EXTRACTED TEXT:
-- Opening Marker --

The second annual Corporate Wellness Summit will take place at KeyBank Center next week, on the heels of two national reports that ranked Western New York poorly in terms of health and well-being.
“It will take everyone working together to turn these figures around and touchpoints at every turn. We know we have the knowledge and talent in the region to do so,” said Marc Natale, executive director of the Buffalo Niagara affiliate of the American Heart Association.
The association will host the event from 8 a.m. to 2:30 p.m. Thursday in the Lexus Club at the arena, One Seymour H. Knox III Plaza. The cost is $50; learn more and register here.
Heart Association leaders decided to offer a wellness summit last year, and continue one as an annual event, because “there wasn’t any organized mechanism that brought companies of all sizes together to talk about and exchange ideas around an effective approach to worksite wellness,” Natale said. “We felt that it was right within our wheelhouse since it meshes well with the prevention emphasis of our 2020 Impact Goal – To improve the health of all Western New Yorkers by 20 percent by the year 2020 – combined with one of our guiding principles of meeting people where they are.
The summit will unfold a week after the Robert Wood Johnson Foundation reported that half of the region’s eight counties rank in the bottom six of the 62 counties in New York State when it comes to length and quality of life, and a Gallup-Sharecare survey showed that Buffalo-Niagara ranks 151 out of 186 U.S. metro regions in terms of health and well-being.
“So much of our waking hours are spent at work that programs within the workplace provide an excellent platform to receiving messages of health,” Natale said. “Employers also recognize that their employees are their greatest asset. Healthier employees are happier, more productive and workplace wellness has been shown to improve retention.”
Natale recommended that human resources, benefits and wellness coordinators attend the summit, along with others whose roles in the workplace touch on wellness. The summit is designed to update attendees on workplace wellness trends and strategies, including those that can be set up quickly.
Successful program managers understand that the “human factor is complicated,” Natale said, “but they set out a long-term game plan that begins with mission and core values, defines what effectiveness means to them, adds in feedback loops and cycles in improvement over time.”
Wellness programs should help workers quit smoking, eat healthier, exercise more and lose weight, he said.
"But if you look at the rankings, you see that there are various data sets that make up the scoring that are much more complex," Natale said. "Longevity rates have a lot to do with lifestyle behaviors, but have a direct correlation with what are called 'social determinants of health, such as deepening socioeconomic issues within our geographic area, access, transportation, education, crime, housing, etc."
The association is working with schools, health clinics, workplaces, churches and state government to help build better health and wellness across the life cycle. Together, he said, those looking to make an impact can "lean on each other’s strategic strengths and reach throughout the population of Western New York."

-- Closing Marker --

EXERCISE A: In the wellness summit article, how much does it cost to attend the event?
EXERCISE B: List every kind of partner that, according to the wellness summit article, the association is working with to build better health and wellness.
EXERCISE C: Translate this sentence from the wellness summit article into Spanish: "Wellness programs should help workers quit smoking, eat healthier, exercise more and lose weight, he said."

DATASET EXCERPTS:

-- Opening Marker --

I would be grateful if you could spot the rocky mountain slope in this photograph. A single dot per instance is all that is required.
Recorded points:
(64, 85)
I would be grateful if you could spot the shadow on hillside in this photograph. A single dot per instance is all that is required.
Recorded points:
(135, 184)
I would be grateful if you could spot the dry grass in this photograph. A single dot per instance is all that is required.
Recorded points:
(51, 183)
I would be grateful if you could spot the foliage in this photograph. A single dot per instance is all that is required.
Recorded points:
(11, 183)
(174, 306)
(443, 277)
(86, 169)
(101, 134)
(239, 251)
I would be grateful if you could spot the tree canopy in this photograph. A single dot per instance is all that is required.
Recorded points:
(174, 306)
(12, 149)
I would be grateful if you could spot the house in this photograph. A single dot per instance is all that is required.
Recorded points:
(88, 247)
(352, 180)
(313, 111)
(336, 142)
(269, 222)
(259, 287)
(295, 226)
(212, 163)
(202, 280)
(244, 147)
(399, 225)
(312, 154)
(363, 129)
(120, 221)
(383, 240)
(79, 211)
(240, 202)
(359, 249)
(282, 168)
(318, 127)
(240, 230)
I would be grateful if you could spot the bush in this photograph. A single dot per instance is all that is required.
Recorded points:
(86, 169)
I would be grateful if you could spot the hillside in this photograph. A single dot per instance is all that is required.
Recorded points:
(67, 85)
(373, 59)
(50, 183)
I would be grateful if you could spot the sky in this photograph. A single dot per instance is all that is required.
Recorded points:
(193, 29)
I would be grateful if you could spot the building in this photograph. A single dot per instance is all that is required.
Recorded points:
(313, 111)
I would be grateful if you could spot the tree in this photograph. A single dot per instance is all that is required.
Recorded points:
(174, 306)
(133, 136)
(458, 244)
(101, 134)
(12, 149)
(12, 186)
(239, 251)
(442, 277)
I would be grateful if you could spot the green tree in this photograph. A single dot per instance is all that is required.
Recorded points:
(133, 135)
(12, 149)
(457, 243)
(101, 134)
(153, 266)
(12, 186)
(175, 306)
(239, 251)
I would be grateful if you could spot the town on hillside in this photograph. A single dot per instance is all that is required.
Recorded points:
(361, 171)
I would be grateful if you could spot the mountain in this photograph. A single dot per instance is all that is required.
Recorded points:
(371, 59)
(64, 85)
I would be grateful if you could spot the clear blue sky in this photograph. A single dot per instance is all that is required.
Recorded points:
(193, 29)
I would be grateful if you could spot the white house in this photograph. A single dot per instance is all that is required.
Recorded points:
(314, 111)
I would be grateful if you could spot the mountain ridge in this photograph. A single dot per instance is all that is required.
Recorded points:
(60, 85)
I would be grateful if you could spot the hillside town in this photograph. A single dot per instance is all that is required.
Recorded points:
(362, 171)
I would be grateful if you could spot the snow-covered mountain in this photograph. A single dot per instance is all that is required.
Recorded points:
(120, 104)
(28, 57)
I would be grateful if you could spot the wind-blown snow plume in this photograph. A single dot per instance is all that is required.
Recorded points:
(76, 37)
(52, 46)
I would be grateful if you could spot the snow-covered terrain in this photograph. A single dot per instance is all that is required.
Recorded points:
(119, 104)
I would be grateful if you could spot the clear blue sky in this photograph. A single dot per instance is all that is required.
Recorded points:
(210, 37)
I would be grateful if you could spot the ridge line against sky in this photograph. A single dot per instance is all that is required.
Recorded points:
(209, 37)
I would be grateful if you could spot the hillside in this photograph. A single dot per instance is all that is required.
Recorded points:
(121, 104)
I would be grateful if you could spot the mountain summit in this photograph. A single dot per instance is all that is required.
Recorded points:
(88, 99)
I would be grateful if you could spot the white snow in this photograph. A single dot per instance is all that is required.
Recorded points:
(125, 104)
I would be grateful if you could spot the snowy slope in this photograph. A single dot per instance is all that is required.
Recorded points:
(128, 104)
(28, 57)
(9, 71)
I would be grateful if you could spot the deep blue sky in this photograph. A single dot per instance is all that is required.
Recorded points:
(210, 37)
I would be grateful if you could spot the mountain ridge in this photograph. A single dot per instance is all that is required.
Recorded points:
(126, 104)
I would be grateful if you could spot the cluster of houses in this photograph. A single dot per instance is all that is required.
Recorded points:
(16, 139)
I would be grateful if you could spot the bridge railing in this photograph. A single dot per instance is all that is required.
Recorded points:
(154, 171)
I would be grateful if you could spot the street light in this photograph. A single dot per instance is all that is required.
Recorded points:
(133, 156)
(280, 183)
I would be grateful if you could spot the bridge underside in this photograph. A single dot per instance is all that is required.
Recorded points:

-- Closing Marker --

REPLY A: $50

REPLY B: Schools, health clinics, workplaces, churches, and state government.

REPLY C: Los programas de bienestar deberían ayudar a los trabajadores a dejar de fumar, comer de forma más saludable, hacer más ejercicio y bajar de peso, dijo.